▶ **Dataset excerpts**
▼

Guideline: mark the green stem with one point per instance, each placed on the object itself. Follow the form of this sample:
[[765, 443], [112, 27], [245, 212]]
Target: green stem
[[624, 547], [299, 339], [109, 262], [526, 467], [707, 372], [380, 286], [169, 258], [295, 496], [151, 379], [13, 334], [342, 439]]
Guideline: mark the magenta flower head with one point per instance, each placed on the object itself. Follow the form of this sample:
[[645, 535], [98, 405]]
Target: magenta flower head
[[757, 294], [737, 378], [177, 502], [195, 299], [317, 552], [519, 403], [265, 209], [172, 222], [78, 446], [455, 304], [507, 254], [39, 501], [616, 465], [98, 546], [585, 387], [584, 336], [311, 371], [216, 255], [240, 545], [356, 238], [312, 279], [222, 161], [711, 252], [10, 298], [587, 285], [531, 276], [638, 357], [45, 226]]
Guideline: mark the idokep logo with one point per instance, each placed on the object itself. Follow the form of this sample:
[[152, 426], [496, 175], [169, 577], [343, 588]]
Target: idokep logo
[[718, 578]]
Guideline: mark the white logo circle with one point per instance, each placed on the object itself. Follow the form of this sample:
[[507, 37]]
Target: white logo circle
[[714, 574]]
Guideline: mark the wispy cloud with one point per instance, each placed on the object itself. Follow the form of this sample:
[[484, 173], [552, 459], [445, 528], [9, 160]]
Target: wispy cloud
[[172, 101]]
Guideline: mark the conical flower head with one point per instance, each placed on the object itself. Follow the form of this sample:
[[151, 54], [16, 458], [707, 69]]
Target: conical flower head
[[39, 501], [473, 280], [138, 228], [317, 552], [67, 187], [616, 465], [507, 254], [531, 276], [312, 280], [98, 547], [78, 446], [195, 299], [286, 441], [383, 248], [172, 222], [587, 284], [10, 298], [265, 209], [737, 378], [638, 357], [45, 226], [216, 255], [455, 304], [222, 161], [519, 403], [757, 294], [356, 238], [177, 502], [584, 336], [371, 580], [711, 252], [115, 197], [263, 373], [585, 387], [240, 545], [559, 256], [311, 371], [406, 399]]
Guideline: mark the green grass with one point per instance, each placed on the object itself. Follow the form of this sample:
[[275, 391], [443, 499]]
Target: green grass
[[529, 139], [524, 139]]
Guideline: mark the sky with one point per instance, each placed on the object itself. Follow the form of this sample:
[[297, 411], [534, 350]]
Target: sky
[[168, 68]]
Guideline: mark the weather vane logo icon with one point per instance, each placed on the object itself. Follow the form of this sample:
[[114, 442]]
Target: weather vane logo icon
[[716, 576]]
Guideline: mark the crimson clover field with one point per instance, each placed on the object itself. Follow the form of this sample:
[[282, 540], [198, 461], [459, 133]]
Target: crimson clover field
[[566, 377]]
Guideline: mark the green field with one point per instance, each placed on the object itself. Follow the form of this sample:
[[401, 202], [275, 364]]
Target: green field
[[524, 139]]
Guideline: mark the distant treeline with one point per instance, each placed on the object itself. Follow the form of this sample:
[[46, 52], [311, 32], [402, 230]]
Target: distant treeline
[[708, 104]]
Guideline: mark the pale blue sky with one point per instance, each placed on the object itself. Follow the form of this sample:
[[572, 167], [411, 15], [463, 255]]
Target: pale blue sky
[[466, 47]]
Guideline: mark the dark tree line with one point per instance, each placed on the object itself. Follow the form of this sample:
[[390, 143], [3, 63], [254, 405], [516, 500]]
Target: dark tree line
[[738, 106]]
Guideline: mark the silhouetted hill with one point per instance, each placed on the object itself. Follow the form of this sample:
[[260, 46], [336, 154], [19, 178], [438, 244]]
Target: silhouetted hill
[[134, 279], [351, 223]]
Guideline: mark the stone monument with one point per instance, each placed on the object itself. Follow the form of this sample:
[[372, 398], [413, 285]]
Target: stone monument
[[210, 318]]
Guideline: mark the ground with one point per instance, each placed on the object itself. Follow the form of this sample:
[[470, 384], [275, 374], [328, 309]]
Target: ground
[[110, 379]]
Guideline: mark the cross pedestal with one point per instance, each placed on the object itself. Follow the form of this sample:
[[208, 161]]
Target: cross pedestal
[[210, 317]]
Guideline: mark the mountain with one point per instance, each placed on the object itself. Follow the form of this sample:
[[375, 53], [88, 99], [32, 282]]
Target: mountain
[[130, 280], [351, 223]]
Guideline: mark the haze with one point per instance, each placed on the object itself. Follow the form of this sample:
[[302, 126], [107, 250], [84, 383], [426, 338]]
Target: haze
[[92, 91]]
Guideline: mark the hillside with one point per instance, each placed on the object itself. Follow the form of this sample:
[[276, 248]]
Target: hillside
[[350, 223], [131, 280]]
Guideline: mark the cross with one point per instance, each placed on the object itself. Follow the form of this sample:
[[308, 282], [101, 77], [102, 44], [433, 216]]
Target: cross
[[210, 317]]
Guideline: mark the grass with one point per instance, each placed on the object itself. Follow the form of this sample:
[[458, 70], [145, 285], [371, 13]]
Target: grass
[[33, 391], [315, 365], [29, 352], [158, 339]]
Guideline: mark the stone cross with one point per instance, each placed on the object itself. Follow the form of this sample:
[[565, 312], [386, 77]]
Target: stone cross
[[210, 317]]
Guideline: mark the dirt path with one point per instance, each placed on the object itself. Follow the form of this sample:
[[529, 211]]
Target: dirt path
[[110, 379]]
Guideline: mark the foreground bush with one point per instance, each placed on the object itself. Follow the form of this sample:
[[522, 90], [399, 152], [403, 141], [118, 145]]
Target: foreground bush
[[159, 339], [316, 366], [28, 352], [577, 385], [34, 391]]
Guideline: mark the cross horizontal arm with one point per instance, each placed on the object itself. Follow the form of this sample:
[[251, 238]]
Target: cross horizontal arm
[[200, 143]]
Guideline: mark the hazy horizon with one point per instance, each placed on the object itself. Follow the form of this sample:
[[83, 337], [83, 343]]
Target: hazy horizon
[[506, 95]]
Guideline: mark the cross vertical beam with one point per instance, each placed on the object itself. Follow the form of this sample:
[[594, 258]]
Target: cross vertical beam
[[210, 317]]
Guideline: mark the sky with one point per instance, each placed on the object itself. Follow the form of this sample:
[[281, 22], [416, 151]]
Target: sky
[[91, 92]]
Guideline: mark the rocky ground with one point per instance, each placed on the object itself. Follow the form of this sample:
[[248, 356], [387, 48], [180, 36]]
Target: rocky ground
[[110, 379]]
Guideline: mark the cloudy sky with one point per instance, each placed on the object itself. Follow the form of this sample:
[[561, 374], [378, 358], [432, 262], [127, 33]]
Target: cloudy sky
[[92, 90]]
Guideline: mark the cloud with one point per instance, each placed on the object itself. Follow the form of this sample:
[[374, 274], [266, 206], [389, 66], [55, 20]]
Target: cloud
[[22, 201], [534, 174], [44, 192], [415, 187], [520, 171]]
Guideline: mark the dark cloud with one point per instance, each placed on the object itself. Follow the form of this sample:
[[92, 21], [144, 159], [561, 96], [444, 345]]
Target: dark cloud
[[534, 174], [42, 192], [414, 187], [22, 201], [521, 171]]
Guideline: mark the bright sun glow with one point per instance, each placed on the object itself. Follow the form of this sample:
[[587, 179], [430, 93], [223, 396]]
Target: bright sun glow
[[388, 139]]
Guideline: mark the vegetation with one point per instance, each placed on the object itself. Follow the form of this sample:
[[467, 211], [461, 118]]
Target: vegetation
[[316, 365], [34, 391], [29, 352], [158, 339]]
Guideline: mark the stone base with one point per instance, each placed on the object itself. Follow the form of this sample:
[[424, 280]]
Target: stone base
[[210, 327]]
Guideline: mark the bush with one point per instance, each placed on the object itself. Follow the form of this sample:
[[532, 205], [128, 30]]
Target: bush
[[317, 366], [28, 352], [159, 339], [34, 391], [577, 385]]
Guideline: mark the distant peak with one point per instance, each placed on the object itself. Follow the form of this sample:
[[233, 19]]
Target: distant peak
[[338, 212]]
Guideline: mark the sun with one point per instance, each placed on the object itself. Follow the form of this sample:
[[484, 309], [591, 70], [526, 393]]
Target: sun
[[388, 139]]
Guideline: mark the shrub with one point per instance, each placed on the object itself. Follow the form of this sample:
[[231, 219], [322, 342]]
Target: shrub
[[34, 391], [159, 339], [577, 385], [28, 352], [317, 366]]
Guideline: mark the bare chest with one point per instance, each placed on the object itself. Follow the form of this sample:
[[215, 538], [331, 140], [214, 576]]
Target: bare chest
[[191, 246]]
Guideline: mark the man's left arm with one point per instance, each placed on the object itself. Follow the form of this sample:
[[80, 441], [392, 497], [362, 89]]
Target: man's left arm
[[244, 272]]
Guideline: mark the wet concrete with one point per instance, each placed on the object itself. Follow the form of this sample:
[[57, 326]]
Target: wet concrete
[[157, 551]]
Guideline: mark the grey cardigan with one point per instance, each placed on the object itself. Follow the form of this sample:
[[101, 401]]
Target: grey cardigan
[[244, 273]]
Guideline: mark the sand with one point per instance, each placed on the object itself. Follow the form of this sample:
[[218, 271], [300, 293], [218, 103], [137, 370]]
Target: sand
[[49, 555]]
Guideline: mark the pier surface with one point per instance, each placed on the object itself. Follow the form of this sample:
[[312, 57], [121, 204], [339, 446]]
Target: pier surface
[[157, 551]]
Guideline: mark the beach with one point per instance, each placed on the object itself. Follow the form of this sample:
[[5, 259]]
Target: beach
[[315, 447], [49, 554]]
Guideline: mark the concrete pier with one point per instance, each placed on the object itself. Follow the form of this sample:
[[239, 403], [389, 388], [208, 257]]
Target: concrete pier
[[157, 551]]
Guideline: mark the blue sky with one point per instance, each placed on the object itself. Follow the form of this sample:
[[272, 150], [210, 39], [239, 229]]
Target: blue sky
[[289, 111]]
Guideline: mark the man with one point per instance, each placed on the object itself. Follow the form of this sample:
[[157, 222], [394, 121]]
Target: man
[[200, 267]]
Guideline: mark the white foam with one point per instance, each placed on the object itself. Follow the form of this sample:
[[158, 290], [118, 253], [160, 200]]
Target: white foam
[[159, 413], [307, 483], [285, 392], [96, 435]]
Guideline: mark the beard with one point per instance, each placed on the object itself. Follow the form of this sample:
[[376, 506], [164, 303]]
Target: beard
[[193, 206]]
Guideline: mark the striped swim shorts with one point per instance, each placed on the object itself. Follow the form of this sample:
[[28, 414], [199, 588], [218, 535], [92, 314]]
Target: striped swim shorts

▲

Begin with the first line of the data above and, please, print each line exactly until you have printed the line containing "[[645, 535], [98, 405]]"; print nothing else.

▶ **Output**
Guideline: mark the green stem with one point per instance, each placed on the object itself. Follow the form of this sample:
[[765, 443], [112, 27], [245, 212]]
Target: green stem
[[624, 547], [299, 339], [109, 262], [526, 467], [707, 372], [380, 286], [169, 258], [295, 496], [151, 379], [13, 334], [342, 439]]
Guideline: mark the magenta flower head with one point per instance, each placed on the object itself. Follow the form of this sample:
[[645, 535], [98, 405]]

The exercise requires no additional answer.